_Stated task A_
Summarize the power consumption thread in two sentences.

# Start of Supplied text

# Power Consumption



## 3colors

I know it may not matter to many but I am curious as to what the power consumption of the 922 is in indle/standby state and while it's in full use.

Anyone have a kill-a-watt device?
What are the stated power consumption specs? I can't seem to find them online.


----------



## TulsaOK

I have a kill-a-watt device. Get me a 922 and I'll check it for you.


----------



## MrC

I just plugged one in... back with you shortly.


----------



## Stewart Vernon

I'll be surprised if it is much different than what the 722K has been reported to draw... since they are pretty similar hardware. Maybe slightly more if the Sling stuff still draws power when not being used.


----------



## MrC

Here is 20 minutes in Standby, and 20 minutes viewing TV.


----------



## 3colors

Thank you for taking the time to do this, I appreciate it.

Looks like about an average of 45W (idle and use).

It seems like a nice DVR but I don't really need the Sling capability and it's $200.
Decisions, decisions. I'm going to be a new Dish subscriber so I was looking at the 722K (w/OTA module) and the new 922.

Thank you again MrC for taking the time to check.


----------



## MrC

You're welcome.

I calculate about 40.5 watts avg. Standby (including power on spike) and 44.6 watts avg. when On. I'll post the table if requested.


----------

# End of Supplied text

_Stated task B_
Select every line of the entries that contains the string "surface", treating uppercase and lowercase letters as different.

# Start of Data records

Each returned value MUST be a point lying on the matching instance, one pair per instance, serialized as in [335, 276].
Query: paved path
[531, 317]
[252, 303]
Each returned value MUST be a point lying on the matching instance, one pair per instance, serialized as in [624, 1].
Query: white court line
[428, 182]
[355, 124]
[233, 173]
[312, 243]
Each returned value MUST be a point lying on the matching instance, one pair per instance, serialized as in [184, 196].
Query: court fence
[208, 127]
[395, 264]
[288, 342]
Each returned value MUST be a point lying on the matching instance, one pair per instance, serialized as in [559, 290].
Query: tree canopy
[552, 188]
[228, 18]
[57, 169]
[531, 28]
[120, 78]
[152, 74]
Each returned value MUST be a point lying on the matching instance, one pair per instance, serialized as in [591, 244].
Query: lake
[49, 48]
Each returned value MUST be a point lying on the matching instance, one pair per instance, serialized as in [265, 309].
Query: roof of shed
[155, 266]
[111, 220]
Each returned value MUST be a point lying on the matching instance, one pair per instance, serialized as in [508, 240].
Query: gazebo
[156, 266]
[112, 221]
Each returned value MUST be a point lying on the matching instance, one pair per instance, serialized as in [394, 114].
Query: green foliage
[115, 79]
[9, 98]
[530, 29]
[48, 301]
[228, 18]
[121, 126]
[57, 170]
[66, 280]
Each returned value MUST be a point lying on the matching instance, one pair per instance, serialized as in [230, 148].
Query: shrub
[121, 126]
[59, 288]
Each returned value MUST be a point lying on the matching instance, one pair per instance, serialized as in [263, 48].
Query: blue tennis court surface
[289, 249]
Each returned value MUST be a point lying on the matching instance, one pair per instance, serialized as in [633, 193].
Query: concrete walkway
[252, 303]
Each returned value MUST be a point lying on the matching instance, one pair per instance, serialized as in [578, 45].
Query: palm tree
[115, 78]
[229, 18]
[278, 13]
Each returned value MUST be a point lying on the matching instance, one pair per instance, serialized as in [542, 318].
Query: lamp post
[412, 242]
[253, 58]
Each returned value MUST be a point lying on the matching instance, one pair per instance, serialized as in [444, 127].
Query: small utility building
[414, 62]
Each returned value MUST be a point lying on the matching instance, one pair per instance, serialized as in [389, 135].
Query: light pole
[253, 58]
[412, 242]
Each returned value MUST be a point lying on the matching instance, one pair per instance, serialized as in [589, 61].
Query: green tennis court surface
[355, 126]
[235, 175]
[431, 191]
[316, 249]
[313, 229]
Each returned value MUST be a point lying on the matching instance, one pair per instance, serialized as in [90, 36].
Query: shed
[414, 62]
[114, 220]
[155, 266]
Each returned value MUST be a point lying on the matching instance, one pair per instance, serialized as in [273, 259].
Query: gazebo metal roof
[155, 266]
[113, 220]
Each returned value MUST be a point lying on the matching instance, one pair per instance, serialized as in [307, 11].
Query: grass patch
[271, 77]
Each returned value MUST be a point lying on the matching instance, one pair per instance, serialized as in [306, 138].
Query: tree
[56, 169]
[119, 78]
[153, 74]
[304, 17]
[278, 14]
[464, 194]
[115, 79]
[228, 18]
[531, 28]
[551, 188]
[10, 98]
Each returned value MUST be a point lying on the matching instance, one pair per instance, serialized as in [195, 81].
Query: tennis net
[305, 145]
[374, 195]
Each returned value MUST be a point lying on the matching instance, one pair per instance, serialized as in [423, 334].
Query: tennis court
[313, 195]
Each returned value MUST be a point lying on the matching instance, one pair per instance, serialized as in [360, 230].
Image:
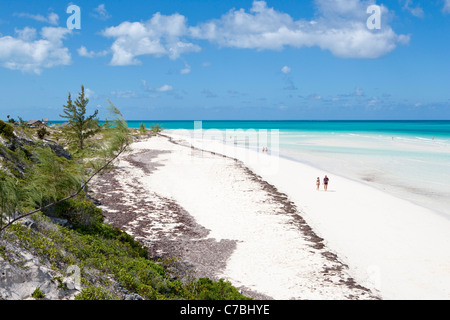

# End of Data records

_Expected answer A_
A forum member asked how much power the 922 draws in standby and during full use, and MrC plugged one in to measure it. MrC calculated about 40.5 watts average in standby and 44.6 watts average when on, while the original poster, who plans to become a new Dish subscriber, was weighing the 922 against the 722K.

_Expected answer B_
Query: blue tennis court surface
Query: green tennis court surface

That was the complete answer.